■ DIRECTIONS ■
1. Do these statements agree with the review of the Dark Matter exhibition? (a) Visitors must pay to enter the exhibition. (b) Dark matter accounts for a quarter of the universe. (c) Through the AEgIS was created during a residency at CERN. For each, answer yes or no and quote the deciding words from the review.
2. In the review of the Dark Matter exhibition, why does the reviewer call making art on this theme a tall order?

■ PAGE TEXT ■
----
Science Gallery London, UK
Open until 26 August 2019
Free entry | London.sciencegallery.com

Source: © Science Gallery London

Science Gallery London is part of a network of centres that aim to bring science and art together. Its second exhibition since it opened its space on the Kings College London (KCL) campus last year is on the theme of dark matter, something that is definitely way beyond my comfort zone of biology-slash-chemistry. The installations are produced by 13 contemporary artists, in many cases working in collaboration with physicists at KCL and elsewhere.

I’m told upon entering that ‘95% of the universe is missing’. Normal matter that we can see makes up just 5% of the universe, while 25% is dark matter – something invisible and unobservable, that is nevertheless everywhere, passing through everything. The rest is made up of the even more mysterious dark energy.

It’s perhaps a tall order to create art when the subject is something that can’t be seen, heard or touched. But strolling through the exhibition, I’m impressed by the variety of media to explore – there are some more traditional, sculptural pieces but plenty you can listen to and watch. I walk through a dark room filled with loudspeakers in Tuning Interference: Dark Matter Radio by artist Aura Satz. The frequencies played by each speaker are based on a model of dark matter vibration developed by physicists at KCL. I’m temporarily mesmerised by Through the AEgIS, an animation made by a group of artists called Semiconductor during their CERN residency that shows the tracks created by particles made by collisions between matter and antimatter.

Other parts of the collection are less impressive. Missing Mass is an ‘empty’ Perspex box that apparently contains 5,461 dark matter particles. Hmmm. I know I’m meant to ponder the nature of invisible matter, to imagine the box’s unseen contents swirling around, constantly moving and ever-present in our world. But the cynic in me can’t help being slightly annoyed this passes for art.

A real highlight for me was the hugely entertaining short film Laws of Motion in a Cartoon Landscape by Andy Holden, which contemplates some of the laws of physics in the universes of Bugs Bunny, Betty Boop and Wile E Coyote, among others. ‘Golden era’ cartoons (from the mid-1920s to the early 1960s), Holden explains, lived in worlds bound by rules such as ‘any body passing through solid matter will leave a perforation conforming to its perimeter’, ‘all principles of gravity are negated by fear’ and ‘for each vengeance there is an equal and opposite revengeance’. The film was a pleasure to watch – so much so, I stayed to watch it loop round again, then went home and spent an enjoyable evening looking up old cartoon videos online.

For such an ambitious undertaking, Dark Matter manages to walk the line between physics and art remarkably well and certainly got me thinking. The exhibition is free, and a two-minute walk from London Bridge station. Definitely worth catching while it’s still on.
----
Data excerpts:
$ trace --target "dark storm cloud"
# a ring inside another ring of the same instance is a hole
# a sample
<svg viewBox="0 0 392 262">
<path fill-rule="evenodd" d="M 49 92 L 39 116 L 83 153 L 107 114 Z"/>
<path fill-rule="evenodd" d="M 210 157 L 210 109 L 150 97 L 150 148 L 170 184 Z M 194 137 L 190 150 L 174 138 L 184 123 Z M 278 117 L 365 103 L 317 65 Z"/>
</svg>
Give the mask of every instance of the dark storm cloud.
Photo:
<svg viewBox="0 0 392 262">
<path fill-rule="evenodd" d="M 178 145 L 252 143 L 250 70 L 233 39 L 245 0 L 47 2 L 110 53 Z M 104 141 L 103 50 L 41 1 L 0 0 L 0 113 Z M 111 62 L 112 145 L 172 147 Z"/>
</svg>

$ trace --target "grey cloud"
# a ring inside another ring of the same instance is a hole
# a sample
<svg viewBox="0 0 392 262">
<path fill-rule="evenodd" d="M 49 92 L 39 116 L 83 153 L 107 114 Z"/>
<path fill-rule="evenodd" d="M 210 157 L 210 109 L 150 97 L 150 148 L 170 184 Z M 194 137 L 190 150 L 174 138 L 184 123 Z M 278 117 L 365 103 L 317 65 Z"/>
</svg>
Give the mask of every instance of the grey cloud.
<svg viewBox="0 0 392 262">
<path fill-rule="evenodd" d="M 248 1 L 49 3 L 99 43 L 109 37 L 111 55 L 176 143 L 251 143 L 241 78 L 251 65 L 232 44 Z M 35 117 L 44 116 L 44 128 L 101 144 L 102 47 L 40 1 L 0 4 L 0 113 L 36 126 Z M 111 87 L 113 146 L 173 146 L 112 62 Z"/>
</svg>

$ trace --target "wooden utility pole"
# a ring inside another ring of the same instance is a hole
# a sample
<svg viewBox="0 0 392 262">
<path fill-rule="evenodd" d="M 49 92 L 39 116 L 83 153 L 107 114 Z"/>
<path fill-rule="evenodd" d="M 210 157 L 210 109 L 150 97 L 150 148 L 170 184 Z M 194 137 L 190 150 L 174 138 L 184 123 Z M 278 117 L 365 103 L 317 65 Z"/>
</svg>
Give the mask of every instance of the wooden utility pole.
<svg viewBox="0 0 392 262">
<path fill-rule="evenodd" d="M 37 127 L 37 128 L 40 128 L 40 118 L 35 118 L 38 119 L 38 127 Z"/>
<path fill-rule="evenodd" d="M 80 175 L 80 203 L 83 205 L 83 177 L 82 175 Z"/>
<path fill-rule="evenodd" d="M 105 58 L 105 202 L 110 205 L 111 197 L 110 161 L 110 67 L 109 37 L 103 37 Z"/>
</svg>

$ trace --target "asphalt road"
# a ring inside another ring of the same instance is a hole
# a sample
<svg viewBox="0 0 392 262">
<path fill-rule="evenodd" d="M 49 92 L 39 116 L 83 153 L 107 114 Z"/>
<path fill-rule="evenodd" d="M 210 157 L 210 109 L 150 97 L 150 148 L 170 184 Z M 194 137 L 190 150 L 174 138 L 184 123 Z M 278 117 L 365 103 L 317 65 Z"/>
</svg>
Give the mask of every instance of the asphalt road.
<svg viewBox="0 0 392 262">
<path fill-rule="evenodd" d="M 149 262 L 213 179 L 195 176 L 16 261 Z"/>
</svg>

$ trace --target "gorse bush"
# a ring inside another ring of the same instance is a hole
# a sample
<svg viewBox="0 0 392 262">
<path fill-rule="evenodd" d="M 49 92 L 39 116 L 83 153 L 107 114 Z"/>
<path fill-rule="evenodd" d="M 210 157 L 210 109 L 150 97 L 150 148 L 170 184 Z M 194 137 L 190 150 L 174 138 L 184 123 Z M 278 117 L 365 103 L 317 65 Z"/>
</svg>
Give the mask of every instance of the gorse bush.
----
■ RESPONSES FOR EACH TASK ■
1.
(a) No: "The exhibition is free"
(b) Yes: "25% is dark matter"
(c) Yes: "an animation made by a group of artists called Semiconductor during their CERN residency"

2. Making art about dark matter is a tall order because the subject is something that can't be seen, heard or touched. The review describes dark matter as invisible and unobservable, even though it is everywhere.